Document section:
## START

Janaagraha
Janaagraha
BUILDING THE HR INFRASTRUCTURE OF OUR CITIES
BUILDING THE HR INFRASTRUCTURE OF OUR CITIES
In a recent interaction with representatives of urban development from Punjab, I asked about the capital expenditure being taken up in the state’s larger cities like Amritsar and Patiala. The answer was a surprisingly meagre Rs 20 - 25 crores annually. To put this figure in perspective, per-capita capital investment for urban infrastructure in India is estimated at about Rs 50,000, which means a city with a population of 10 lakhs will need to invest around Rs. 5,000 crores for an acceptable quality of life for its residents. For Punjab’s larger cities, assuming this is done over a ten year period, this will require a twenty-fold increase from current spending levels.
Over the next six years, the Jawaharlal Nehru National Urban Renewal Mission (JNNURM) will give Rs 50,000 crores to 63 cities, as part funding for a total outlay of Rs 100,000 crores for urban infrastructure development. Unprecedented in the country’s history, these investments signal a welcome change in public policy, and are a long-overdue acknowledgement of urban India’s legitimate requirements. It seems that some of Amritsar’s funding issues will be addressed through JNNURM.

## END

Collection entries
## START

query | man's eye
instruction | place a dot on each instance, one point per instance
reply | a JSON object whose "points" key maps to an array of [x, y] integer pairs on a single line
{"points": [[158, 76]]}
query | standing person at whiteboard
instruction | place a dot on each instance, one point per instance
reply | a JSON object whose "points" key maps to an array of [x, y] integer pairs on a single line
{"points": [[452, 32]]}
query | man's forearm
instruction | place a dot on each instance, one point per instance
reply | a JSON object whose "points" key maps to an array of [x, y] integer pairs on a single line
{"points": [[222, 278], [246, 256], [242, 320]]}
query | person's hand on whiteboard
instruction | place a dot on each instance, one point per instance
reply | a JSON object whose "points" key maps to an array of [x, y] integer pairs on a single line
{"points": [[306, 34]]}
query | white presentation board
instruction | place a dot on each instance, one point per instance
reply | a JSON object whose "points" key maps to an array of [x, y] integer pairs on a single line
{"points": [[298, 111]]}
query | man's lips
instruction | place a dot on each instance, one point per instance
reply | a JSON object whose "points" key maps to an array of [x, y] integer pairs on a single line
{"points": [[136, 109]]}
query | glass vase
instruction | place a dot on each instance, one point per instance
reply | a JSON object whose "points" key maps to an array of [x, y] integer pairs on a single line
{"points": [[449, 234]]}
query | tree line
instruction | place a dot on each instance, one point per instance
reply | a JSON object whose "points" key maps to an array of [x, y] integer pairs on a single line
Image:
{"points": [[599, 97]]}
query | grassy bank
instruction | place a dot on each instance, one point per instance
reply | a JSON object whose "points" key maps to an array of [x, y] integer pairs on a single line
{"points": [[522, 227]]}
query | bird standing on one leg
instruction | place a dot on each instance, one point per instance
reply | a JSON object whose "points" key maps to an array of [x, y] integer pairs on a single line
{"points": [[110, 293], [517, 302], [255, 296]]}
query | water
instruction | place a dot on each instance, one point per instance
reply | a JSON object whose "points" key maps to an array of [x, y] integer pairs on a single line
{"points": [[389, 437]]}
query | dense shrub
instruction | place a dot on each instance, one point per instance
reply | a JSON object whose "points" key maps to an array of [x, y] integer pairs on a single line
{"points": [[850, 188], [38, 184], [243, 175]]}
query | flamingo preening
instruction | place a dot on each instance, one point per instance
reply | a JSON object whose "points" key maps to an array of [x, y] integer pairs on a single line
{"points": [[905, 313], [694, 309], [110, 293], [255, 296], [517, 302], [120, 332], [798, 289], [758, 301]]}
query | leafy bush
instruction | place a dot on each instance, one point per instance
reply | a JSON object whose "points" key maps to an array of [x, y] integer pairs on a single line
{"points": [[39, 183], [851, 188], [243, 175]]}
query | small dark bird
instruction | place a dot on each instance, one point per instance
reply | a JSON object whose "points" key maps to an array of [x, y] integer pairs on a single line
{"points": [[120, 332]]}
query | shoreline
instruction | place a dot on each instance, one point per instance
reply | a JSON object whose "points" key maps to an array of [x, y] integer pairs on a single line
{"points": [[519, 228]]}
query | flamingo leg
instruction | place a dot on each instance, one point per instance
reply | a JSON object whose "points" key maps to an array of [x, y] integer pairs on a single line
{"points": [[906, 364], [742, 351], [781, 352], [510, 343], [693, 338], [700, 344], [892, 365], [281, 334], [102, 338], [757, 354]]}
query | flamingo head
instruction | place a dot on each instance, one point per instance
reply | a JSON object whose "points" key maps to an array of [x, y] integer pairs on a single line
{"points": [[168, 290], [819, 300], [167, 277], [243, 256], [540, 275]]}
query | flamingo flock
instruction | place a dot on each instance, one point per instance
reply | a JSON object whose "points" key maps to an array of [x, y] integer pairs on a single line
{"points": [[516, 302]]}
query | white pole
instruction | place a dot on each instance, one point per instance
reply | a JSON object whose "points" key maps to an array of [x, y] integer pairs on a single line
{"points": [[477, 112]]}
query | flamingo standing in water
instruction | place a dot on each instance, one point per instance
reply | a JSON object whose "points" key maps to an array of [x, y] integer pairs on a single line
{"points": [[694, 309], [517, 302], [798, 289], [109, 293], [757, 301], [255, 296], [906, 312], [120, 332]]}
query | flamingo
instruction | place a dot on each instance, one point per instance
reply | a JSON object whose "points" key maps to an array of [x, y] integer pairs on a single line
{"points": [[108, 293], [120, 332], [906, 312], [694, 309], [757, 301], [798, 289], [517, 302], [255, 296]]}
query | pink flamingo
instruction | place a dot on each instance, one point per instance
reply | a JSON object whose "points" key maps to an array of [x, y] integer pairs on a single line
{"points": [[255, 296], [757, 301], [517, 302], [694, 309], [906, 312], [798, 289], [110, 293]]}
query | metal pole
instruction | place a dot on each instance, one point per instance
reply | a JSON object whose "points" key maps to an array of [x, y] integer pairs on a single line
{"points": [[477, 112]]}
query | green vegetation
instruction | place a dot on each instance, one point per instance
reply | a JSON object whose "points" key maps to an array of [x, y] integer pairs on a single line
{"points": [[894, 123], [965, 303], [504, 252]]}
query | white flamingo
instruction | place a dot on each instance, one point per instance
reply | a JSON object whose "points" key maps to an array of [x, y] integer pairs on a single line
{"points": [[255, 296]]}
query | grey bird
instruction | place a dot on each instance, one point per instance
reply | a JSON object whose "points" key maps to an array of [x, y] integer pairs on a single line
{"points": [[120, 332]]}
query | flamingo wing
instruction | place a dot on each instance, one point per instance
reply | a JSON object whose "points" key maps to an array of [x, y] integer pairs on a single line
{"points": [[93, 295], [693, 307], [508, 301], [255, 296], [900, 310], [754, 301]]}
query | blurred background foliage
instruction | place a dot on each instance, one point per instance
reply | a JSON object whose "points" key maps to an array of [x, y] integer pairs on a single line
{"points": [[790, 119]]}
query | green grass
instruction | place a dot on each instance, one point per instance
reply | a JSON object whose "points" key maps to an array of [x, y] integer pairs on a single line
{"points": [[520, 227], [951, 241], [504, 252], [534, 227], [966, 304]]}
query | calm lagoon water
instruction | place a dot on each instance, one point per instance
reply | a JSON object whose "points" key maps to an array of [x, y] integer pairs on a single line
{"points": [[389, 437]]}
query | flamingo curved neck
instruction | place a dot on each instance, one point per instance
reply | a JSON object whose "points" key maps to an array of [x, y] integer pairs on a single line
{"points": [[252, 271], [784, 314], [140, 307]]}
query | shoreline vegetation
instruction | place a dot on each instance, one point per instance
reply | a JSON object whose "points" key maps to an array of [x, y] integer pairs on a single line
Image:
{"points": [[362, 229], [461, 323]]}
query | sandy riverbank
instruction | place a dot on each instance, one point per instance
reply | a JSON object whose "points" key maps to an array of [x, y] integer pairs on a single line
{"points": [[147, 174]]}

## END

Tasks for this exercise:
[a] In the urban infrastructure article, how much will JNNURM give to cities over the next six years, and to how many cities?
[b] Reproduce everything in the urban infrastructure article from "Over the next" down to "addressed through JNNURM.".

Results of the tasks:
[a] Rs 50,000 crores to 63 cities.

[b]
Over the next six years, the Jawaharlal Nehru National Urban Renewal Mission (JNNURM) will give Rs 50,000 crores to 63 cities, as part funding for a total outlay of Rs 100,000 crores for urban infrastructure development. Unprecedented in the country’s history, these investments signal a welcome change in public policy, and are a long-overdue acknowledgement of urban India’s legitimate requirements. It seems that some of Amritsar’s funding issues will be addressed through JNNURM.